[Location labeling records]

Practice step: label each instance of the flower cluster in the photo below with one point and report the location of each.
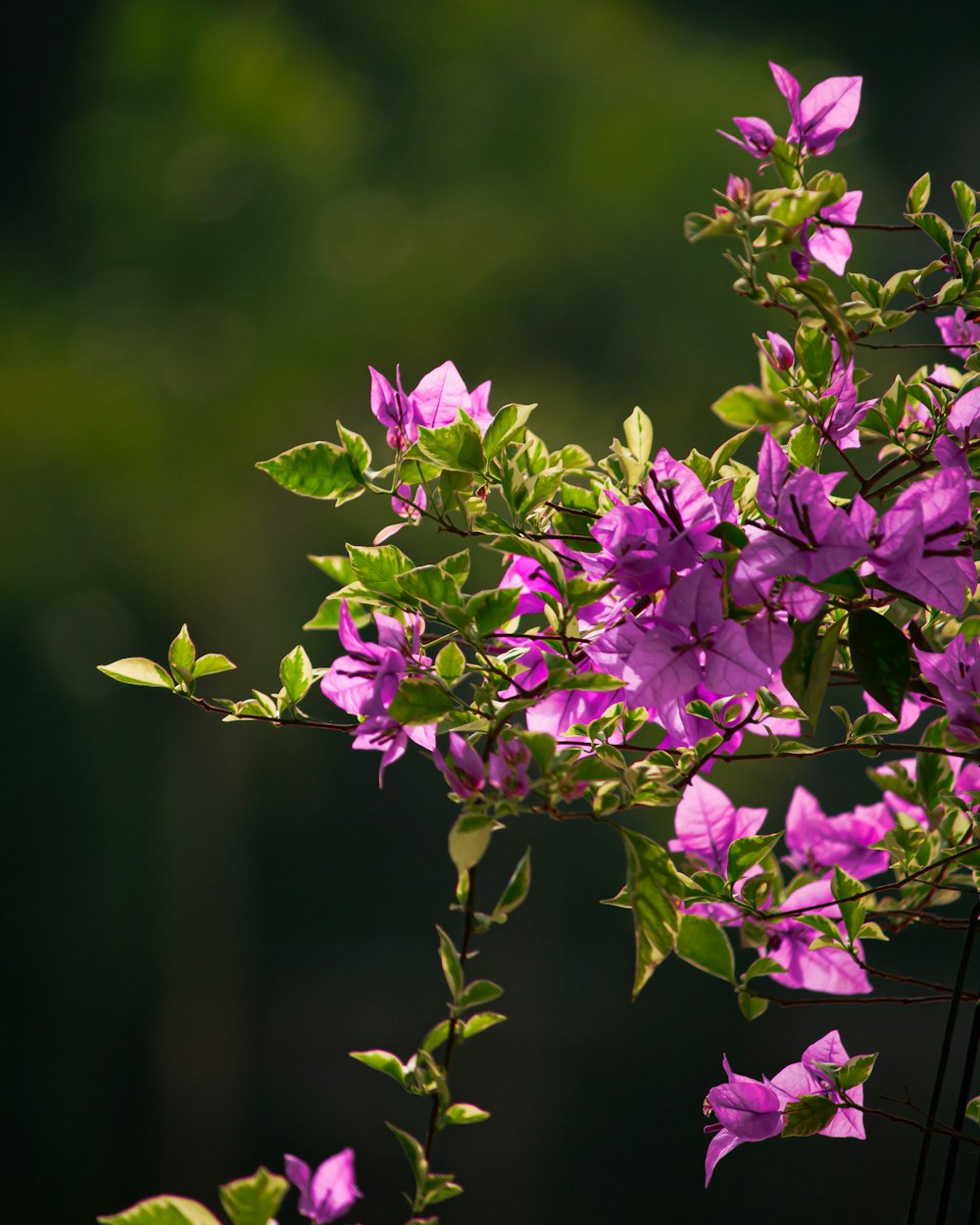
(655, 618)
(749, 1110)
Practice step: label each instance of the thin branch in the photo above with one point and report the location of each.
(814, 1001)
(454, 1019)
(880, 746)
(775, 915)
(201, 704)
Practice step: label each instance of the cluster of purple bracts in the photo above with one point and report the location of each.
(748, 1110)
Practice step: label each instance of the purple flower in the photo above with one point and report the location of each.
(816, 122)
(646, 544)
(707, 823)
(964, 416)
(408, 505)
(437, 401)
(753, 1110)
(533, 579)
(366, 680)
(952, 450)
(919, 543)
(960, 332)
(691, 642)
(811, 538)
(778, 352)
(817, 842)
(956, 674)
(832, 970)
(823, 114)
(829, 245)
(805, 1078)
(508, 768)
(758, 136)
(331, 1192)
(465, 769)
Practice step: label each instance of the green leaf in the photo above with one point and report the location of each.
(357, 449)
(880, 652)
(824, 299)
(814, 353)
(137, 671)
(804, 446)
(539, 553)
(297, 674)
(338, 568)
(451, 662)
(808, 1116)
(457, 447)
(745, 853)
(965, 199)
(652, 883)
(419, 701)
(181, 656)
(763, 965)
(478, 993)
(377, 567)
(431, 584)
(807, 669)
(210, 664)
(704, 944)
(919, 194)
(382, 1061)
(254, 1200)
(465, 1112)
(493, 609)
(792, 207)
(746, 406)
(857, 1071)
(469, 838)
(697, 225)
(638, 431)
(478, 1023)
(728, 449)
(515, 890)
(853, 912)
(844, 583)
(163, 1210)
(317, 469)
(452, 968)
(937, 229)
(505, 427)
(413, 1151)
(751, 1005)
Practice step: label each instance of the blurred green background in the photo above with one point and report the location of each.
(215, 217)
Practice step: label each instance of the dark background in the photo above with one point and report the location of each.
(215, 217)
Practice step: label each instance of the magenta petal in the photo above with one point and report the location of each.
(720, 1146)
(333, 1190)
(832, 248)
(749, 1108)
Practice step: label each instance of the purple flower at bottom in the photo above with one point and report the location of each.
(508, 768)
(959, 332)
(956, 674)
(753, 1110)
(328, 1194)
(462, 767)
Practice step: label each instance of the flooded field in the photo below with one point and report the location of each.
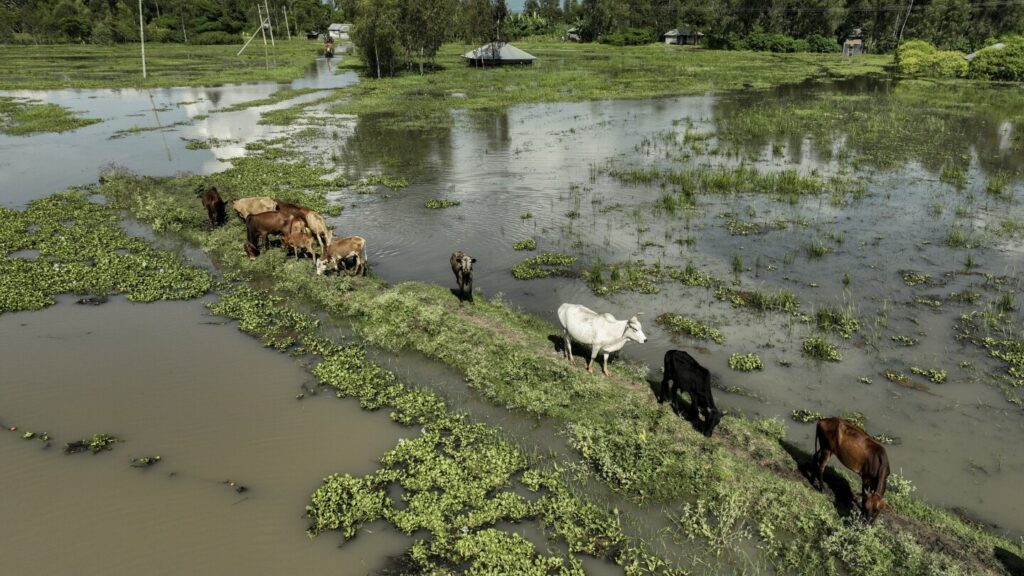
(171, 380)
(897, 241)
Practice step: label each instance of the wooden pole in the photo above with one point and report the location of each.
(141, 36)
(268, 22)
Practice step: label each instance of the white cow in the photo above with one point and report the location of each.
(601, 331)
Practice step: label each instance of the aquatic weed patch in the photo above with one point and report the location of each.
(20, 116)
(679, 324)
(545, 264)
(83, 251)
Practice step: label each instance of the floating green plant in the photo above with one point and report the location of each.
(678, 324)
(527, 244)
(436, 204)
(745, 362)
(819, 348)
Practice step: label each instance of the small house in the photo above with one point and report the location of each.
(683, 35)
(339, 31)
(854, 44)
(498, 53)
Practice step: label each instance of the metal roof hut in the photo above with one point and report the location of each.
(683, 35)
(498, 53)
(854, 44)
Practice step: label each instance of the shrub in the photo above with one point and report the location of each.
(1006, 64)
(819, 43)
(630, 37)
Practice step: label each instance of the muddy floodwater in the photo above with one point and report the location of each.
(216, 406)
(171, 380)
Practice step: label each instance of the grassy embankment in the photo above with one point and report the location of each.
(736, 492)
(74, 66)
(22, 116)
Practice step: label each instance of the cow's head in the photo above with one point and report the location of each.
(321, 264)
(634, 332)
(873, 504)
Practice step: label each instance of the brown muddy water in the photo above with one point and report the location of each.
(173, 381)
(958, 442)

• [Task goal] Copy the lines above word for word, keeping every one of them, but leave the pictures out of your copy.

• [Completed task]
Practice step: label each instance of the flower cluster in the photo below with one point and report the location of each.
(655, 618)
(749, 1110)
Practice step: label each instance of the thin branch in the photo above with one point and report the location of each.
(814, 1001)
(454, 1019)
(880, 746)
(775, 915)
(201, 704)
Practice step: label each instance of the cluster of purple bracts in the photo above with one point and report the location of each.
(748, 1110)
Practice step: label each instance of the purple flower in the photo above with one point and report the location of each.
(816, 122)
(646, 544)
(707, 823)
(964, 416)
(408, 505)
(437, 401)
(753, 1110)
(533, 579)
(366, 680)
(952, 450)
(919, 543)
(960, 332)
(691, 642)
(811, 538)
(778, 352)
(817, 842)
(956, 674)
(832, 970)
(823, 114)
(829, 245)
(805, 1078)
(508, 768)
(758, 136)
(331, 1192)
(465, 769)
Practice step: label each instance of the green leaf in the photo above with one point and report the location of each.
(357, 449)
(880, 652)
(824, 299)
(814, 353)
(137, 671)
(804, 446)
(539, 553)
(297, 674)
(338, 568)
(451, 662)
(808, 1116)
(457, 447)
(745, 853)
(965, 199)
(652, 883)
(419, 701)
(181, 656)
(763, 965)
(478, 993)
(377, 567)
(431, 584)
(807, 669)
(210, 664)
(704, 944)
(919, 194)
(382, 1061)
(254, 1200)
(465, 1112)
(493, 609)
(792, 207)
(746, 406)
(857, 1071)
(469, 838)
(697, 225)
(638, 431)
(478, 1023)
(728, 449)
(515, 890)
(853, 912)
(844, 583)
(163, 1210)
(317, 469)
(452, 968)
(937, 229)
(505, 427)
(413, 1151)
(751, 1005)
Practice step: label each instance of the blurred green background in the photo above with one point and report the location of each.
(215, 217)
Practice step: label each instance of the dark background in the photo above with one point and report the location of each.
(215, 217)
Practice step: label each instance of the magenta petal in the photo above with one point and report the location of each.
(720, 1146)
(333, 1190)
(832, 248)
(749, 1108)
Practice step: label each instance of the purple flower at bottom in the photo above with one point and report the location of each.
(508, 768)
(959, 332)
(956, 674)
(753, 1110)
(328, 1194)
(462, 767)
Practice step: label each instance of the flooded field in the photo below with one point and report the location of each.
(171, 380)
(897, 241)
Practice step: label each instance of the wooden pole in the photo above with one point and report the location of each.
(141, 36)
(268, 22)
Practice step: label each instance of the white cow in the photo above with one point and report the location of each.
(601, 331)
Practice step: label each instance of the aquatic weed patch in the photo above with one point and report the location of each.
(20, 116)
(679, 324)
(545, 264)
(83, 251)
Practice step: label each instance of the floating green plant in the photo above with one point and report the location of each.
(678, 324)
(527, 244)
(436, 204)
(745, 362)
(819, 348)
Practice step: label each instance of the small house in the photo above with one point and report the location of each.
(683, 35)
(339, 31)
(854, 44)
(498, 53)
Practice step: label each instance of the metal roof hut in the photo above with one point and report the location of each.
(683, 35)
(498, 53)
(854, 44)
Practice step: label each instance of the shrub in the photo above with one point and report the location of each.
(1006, 64)
(819, 43)
(630, 37)
Practice step: label each instance of the muddy floodwater in the photo above with one point and report the location of each.
(216, 406)
(171, 380)
Practice step: label each instance of the grassy embankment in the photo above with one point and report the location of each.
(736, 492)
(74, 66)
(22, 116)
Practice step: label each instance of the cow's head in the photo above with one point and report the location of each.
(321, 264)
(634, 332)
(873, 504)
Practice step: label each instance of the brown muddy water in the photo above with one point and report the location of each.
(173, 381)
(958, 442)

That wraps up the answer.